▸ HOW TO COMPLETE THIS TASK
Would it be possible to reproduce every entry exactly, please?

▸ RAW DATA
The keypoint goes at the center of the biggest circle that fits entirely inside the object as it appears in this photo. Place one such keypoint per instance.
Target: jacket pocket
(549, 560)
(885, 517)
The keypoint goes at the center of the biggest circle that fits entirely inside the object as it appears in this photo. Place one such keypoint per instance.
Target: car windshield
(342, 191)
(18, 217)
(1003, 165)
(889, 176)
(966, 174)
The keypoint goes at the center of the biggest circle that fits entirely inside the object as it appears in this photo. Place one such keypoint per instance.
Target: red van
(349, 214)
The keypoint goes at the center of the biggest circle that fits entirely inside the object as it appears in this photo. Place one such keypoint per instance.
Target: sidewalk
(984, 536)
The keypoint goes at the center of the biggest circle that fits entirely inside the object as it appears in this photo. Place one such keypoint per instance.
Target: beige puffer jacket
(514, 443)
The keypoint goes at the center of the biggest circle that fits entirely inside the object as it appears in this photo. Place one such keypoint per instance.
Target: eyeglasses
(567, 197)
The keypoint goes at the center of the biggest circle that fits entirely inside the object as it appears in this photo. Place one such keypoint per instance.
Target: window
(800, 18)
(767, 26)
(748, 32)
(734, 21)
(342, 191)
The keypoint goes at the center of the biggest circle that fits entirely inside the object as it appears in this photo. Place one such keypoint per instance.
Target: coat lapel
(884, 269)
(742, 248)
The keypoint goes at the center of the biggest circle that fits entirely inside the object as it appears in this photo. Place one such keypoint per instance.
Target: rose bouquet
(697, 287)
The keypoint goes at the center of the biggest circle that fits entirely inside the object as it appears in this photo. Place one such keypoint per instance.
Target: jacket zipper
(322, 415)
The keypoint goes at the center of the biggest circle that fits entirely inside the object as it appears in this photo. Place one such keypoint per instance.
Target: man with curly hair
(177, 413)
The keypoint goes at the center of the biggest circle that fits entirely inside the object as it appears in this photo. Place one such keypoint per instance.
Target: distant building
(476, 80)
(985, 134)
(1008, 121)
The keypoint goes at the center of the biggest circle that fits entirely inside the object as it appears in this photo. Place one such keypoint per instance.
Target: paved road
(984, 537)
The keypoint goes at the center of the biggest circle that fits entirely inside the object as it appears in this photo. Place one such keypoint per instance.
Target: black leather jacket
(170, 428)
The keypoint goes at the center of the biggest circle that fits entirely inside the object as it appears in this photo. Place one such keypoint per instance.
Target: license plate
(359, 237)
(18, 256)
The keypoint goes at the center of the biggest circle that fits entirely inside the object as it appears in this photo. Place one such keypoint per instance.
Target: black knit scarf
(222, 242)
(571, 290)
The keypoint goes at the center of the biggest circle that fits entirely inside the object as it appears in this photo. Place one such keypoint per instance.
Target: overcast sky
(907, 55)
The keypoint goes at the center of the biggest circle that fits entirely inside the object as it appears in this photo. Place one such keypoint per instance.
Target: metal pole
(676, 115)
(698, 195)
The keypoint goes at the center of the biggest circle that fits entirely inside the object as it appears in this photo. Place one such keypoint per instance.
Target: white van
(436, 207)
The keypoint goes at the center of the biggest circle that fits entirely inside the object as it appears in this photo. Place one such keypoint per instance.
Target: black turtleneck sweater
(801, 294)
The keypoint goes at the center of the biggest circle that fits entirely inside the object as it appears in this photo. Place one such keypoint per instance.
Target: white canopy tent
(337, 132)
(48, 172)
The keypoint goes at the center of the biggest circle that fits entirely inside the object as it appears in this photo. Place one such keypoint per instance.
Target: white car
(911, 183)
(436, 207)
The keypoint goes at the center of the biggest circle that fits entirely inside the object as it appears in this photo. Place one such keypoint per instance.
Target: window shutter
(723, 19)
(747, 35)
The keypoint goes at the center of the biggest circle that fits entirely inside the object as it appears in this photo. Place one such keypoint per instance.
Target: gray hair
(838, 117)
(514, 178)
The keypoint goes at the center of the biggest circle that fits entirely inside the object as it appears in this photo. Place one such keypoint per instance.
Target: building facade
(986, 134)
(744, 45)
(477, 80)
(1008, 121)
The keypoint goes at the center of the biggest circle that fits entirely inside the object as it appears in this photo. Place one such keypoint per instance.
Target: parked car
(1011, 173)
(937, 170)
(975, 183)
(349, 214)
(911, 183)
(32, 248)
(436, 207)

▸ RESULT OF THE TASK
The keypoint goes at the center of the biggest circle that fits entirely inside the object as it appears in this photo. Place one such keypoint per instance.
Target: jacket pocket
(549, 560)
(885, 517)
The keypoint goes at the center of the biggest circle that fits entirely inside the object as it appears in this photo. Place one such keypoint per instance.
Target: car windshield
(342, 191)
(18, 217)
(1003, 165)
(889, 176)
(966, 174)
The keypoint goes at the center of the biggest circle that fits entirely inside the object as it appears in this photo. Place one such keypoint per instance.
Target: red van
(349, 214)
The keypoint goes at the center of the biggest circle that fits entirely inside the object as it appears in this photo. Place one such keypoint per instance.
Target: sidewalk
(984, 536)
The keypoint goes at the center of the biggest circle that fits entirely inside the object as it appears in this photo. Place one such keypoint per instance.
Target: beige puffer jacket
(514, 443)
The keypoint goes at the center of the biggest circle that fits entirely inside the object as it appears in this photo. Place one such keypoint per instance.
Target: eyeglasses
(567, 197)
The keypoint goes at the center of the biggest circle that fits entirely inside the object as it appears in this photo. Place one such keypoint per instance.
Target: window
(800, 18)
(767, 26)
(748, 32)
(734, 21)
(342, 191)
The keypoint goes at the center of the biggest circle that fits entirely inside the object as it appears in this photo. Place one such keypoint per instance.
Target: coat lapel
(884, 269)
(742, 248)
The keypoint goes at the center of the biggest circle that fits entirely inside the object as it appears in this photo. Place one such keypoint per instance.
Target: rose bouquet
(697, 287)
The keypoint goes at the center of the biggest circle that fits entirely inside the object as it appears in this photo. Place one such keypoint per instance.
Target: jacket zipper
(322, 415)
The keypoint goes at the center of the biggest circle that fits entirely inside the object as it appears in this photo. Place one such keypoint per instance.
Target: man with curly hair
(177, 413)
The keypoint goes at the center of the biggest circle that fits entirely inside the object as it appears in this photo. Place one such keypoint per instance.
Target: distant building
(476, 80)
(985, 134)
(1008, 121)
The keypoint goes at the center of the biggest circle that fits entirely inside the object as it appears in this photo. Place one such keypoint per instance.
Target: paved road
(984, 537)
The keypoint goes at the center of the biggest circle that fits entirely inside the object as it appears in this photo. Place one such keypoint per instance.
Target: black leather jacket
(170, 428)
The keypoint goes at the center of the biggest circle that fits entirely inside the object as it appears in this photo. Place one such keypoint per instance.
Target: license plate
(359, 237)
(18, 256)
The keypoint goes at the center of the biggest circle that fits entirely inside the object as it appears in this photo. Place one such keypoint per instance.
Target: black knit scarf
(222, 242)
(571, 290)
The keypoint goes at the center of the biggest circle that fits entirely inside the object as it appears in this photo. Place one such keypoint per instance.
Target: overcast sky
(907, 55)
The keypoint goes at the center of the biggest circle that fits entirely inside the object as it appears in this photo. Place one such keypoint per instance.
Target: metal pole
(676, 115)
(698, 195)
The keypoint goes at the center of the biggest circle that fits entirely inside the object as it appears in this photo. Place one such keypoint per instance.
Target: white van
(436, 207)
The keypoint goes at the center of the biggest circle that fits entirely inside the object as it appears in this photo. Place one such keypoint per instance.
Target: black turtleneck sweater
(801, 294)
The keypoint goes at the center of the biggest circle that fits entirely inside the object as it appears in this photo. Place one such keypoint per instance.
Target: white canopy tent
(337, 132)
(48, 172)
The keypoint goes at the center of the biggest circle that fits entirely inside the object as it appears in this photo. Place one such keypoint per instance.
Target: white car
(911, 183)
(436, 207)
The keypoint goes at the center of the biggest circle that fits entirely inside the object as it appears in this photo. Place one such keypoint per instance.
Target: window shutter
(723, 19)
(747, 35)
The keypoint goes at the center of the biggest circle that fits entirely inside the object as it appears in this photo. Place one such keypoint per instance.
Target: gray hair
(838, 117)
(514, 178)
The keypoint goes at the center of the biggest circle that fits entirely inside the object as it appears in this photo. Place one such keypoint per instance.
Target: building facade
(986, 134)
(744, 45)
(477, 80)
(1008, 121)
The keypoint goes at the center of the biggest circle that fits entirely inside the object as it appears in this photo. Place one such keypoint per instance.
Target: parked car
(1011, 173)
(937, 170)
(975, 183)
(349, 214)
(911, 183)
(32, 248)
(436, 207)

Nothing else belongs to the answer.